Exercise text

Acetyl-l-carnitine also offers many health benefits to aging people, and data suggests it should be useful in combating this condition. More research specific to sarcopenia is needed however.

Glutamine is another nutrient that should be useful in an overall plan to combat sarcopenia. Finally, data does suggest strongly that bicarbonate and citrate buffering agents containing minerals such as potassium, magnesium, and calcium can reverse the metabolic acidosis caused by unbalanced western diets. However, I hesitate to recommend this particular strategy as it does not address the root cause, which is the diet itself. Much greater health benefits will result from improving the diet over simply adding in this supplement. In addition, there are potential problems that could result from excessive intake of buffer salts, such as hyperkalemia and formation of kidney stones.

Exercise Considerations

Exercise is the lynchpin to the previous sections. Without it, none of the above will be an effective method of preventing/treating sarcopenia. Exercise is the essential stimulus for systemwide release of various hormones such as GH, as well as local growth factors in tissue, such as MGF. Exercise is the stimulus that increases protein and bone synthesis, and exerts other effects that combat the loss of essential muscle and bone as we age. Exercise optimizes the effects of HRT, diet and supplements, so if you think you can sit on the couch and follow the above recommendations…think again.

Source information
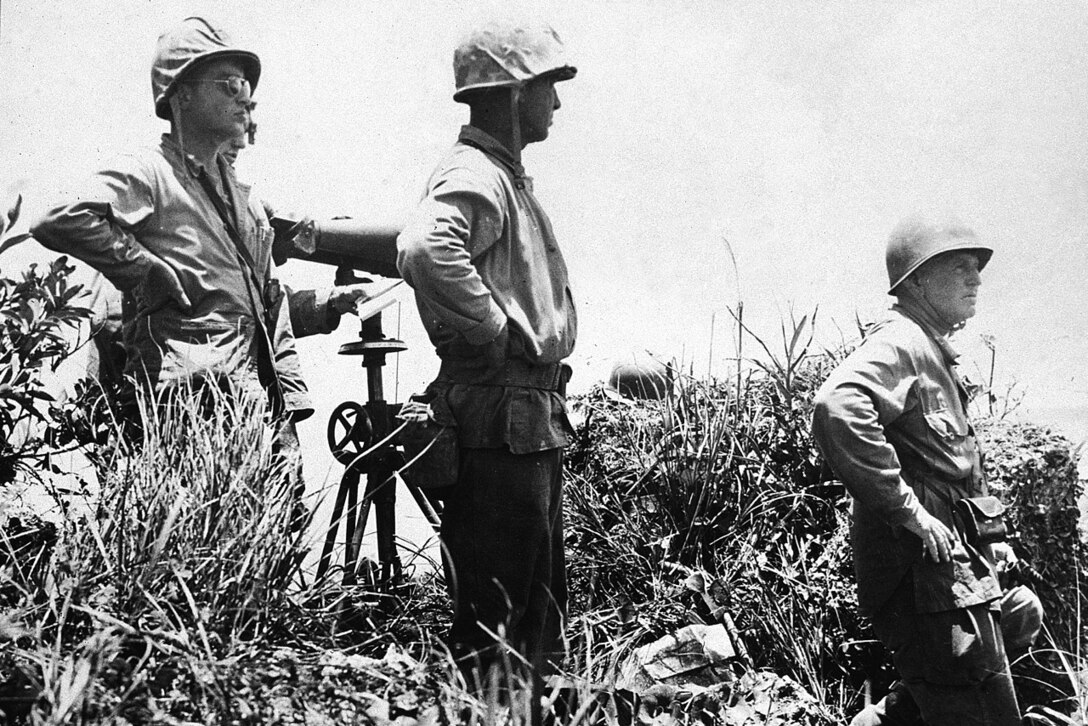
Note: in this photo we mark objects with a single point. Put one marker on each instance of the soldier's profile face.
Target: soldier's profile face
==
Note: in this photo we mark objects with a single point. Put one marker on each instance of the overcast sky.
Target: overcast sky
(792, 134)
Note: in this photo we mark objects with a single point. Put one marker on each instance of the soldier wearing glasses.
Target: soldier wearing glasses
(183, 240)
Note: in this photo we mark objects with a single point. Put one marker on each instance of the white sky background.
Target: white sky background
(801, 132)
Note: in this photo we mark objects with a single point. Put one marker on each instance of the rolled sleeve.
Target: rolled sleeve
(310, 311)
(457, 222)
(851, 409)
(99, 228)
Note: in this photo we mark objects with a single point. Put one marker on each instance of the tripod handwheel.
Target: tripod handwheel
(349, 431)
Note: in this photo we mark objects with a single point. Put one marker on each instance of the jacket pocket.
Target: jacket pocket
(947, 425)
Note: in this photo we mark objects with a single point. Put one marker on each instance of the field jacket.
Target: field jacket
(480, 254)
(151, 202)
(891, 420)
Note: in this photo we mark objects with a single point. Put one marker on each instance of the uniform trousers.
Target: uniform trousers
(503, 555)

About this exercise
Pull out the part of the sarcopenia text from "Acetyl-l-carnitine also offers" to "is needed however.", word for word.

Response box
Acetyl-l-carnitine also offers many health benefits to aging people, and data suggests it should be useful in combating this condition. More research specific to sarcopenia is needed however.